* _Teks Bacaan_

Tangerang Selatan – Humas BRIN. Sesi pleno hari pertama Energy Week 2025 yang diselenggarakan oleh Badan Riset dan Inovasi Nasional (BRIN) menjadi forum strategis untuk membahas arah pengembangan Pembangkit Listrik Tenaga Surya (PLTS) nasional sebagai tulang punggung transisi energi Indonesia. Acara yang berlangsung pada Rabu (17/12) ini menghadirkan pemangku kepentingan kunci dari pemerintah, BUMN, dan akademisi untuk mengulas kebijakan, tantangan teknis, serta peluang industrialisasi energi surya.
Periset Pusat Riset Teknologi Kelistrikan BRIN, Andhika Prastawa, menyoroti kesiapan teknologi dan tantangan kemandirian industri PLTS nasional. Ia menjelaskan bahwa target pengembangan PLTS sebesar 17,1 GW perlu dilihat secara komprehensif dari sisi kesiapan rantai pasok industri dalam negeri.
“Indonesia memiliki potensi bahan baku pasir silika sekitar 330 juta ton yang dapat dimanfaatkan untuk industri modul surya maupun semikonduktor. Namun, transformasi dari bahan baku hingga produk industri membutuhkan skala ekonomi besar, pasokan listrik yang andal, serta dukungan kebijakan pasar,” jelas Andhika.
Ia menambahkan bahwa penguasaan teknologi sel surya berbasis silikon kristalin hingga material baru seperti perovskite telah dikuasai pada level riset. Tantangan terbesar saat ini adalah mendorong hasil riset tersebut menuju tahap industrialisasi agar mampu diproduksi secara massal dan ekonomis.
Dari sisi sistem ketenagalistrikan, BRIN menekankan pentingnya pengembangan teknologi pendukung seperti inverter, baterai, smart microgrid, dan virtual power plant untuk menjaga stabilitas jaringan dan keandalan pasokan listrik, khususnya di wilayah terpencil dan kepulauan.
“Keberhasilan pengembangan PLTS tidak hanya ditentukan oleh teknologi, tetapi juga oleh kesiapan sumber daya manusia, logistik, serta skema pembiayaan yang bankable,” terangnya.
Selain itu, dukungan pemerintah melalui market concession, penugasan penggunaan produk dalam negeri, serta jaminan bankabilitas turut menjadi faktor penting untuk mendorong peningkatan skala industri PLTS nasional.
Dalam pertemuan tersebut, Kepala Balai Besar Survei dan Pengujian Ketenagalistrikan, EBTKE, Kementerian Energi dan Sumber Daya Mineral (ESDM), Trois Dilisusendi, menyampaikan bahwa Indonesia memiliki potensi energi surya yang sangat besar, mencapai lebih dari 3.300 gigawatt (GW), namun pemanfaatannya masih relatif rendah.

* _Bahan_
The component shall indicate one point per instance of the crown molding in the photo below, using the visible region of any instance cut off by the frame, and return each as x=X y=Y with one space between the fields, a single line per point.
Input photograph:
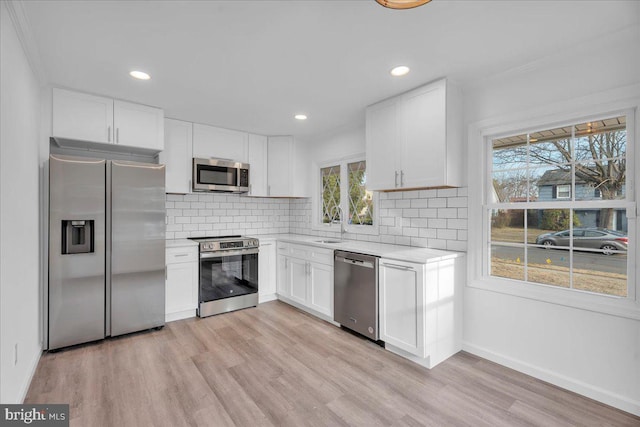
x=583 y=48
x=17 y=14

* _Ketentuan Latihan_
Perbarui sebagian teks bacaan tentang PLTS dengan mengganti "perovskite" menjadi "perovskit". Mulailah dari bagian yang memuat "Ia menambahkan bahwa" dan berhenti setelah "terpencil dan kepulauan.".

* _Hasil di Bawah_
Ia menambahkan bahwa penguasaan teknologi sel surya berbasis silikon kristalin hingga material baru seperti perovskit telah dikuasai pada level riset. Tantangan terbesar saat ini adalah mendorong hasil riset tersebut menuju tahap industrialisasi agar mampu diproduksi secara massal dan ekonomis.
Dari sisi sistem ketenagalistrikan, BRIN menekankan pentingnya pengembangan teknologi pendukung seperti inverter, baterai, smart microgrid, dan virtual power plant untuk menjaga stabilitas jaringan dan keandalan pasokan listrik, khususnya di wilayah terpencil dan kepulauan.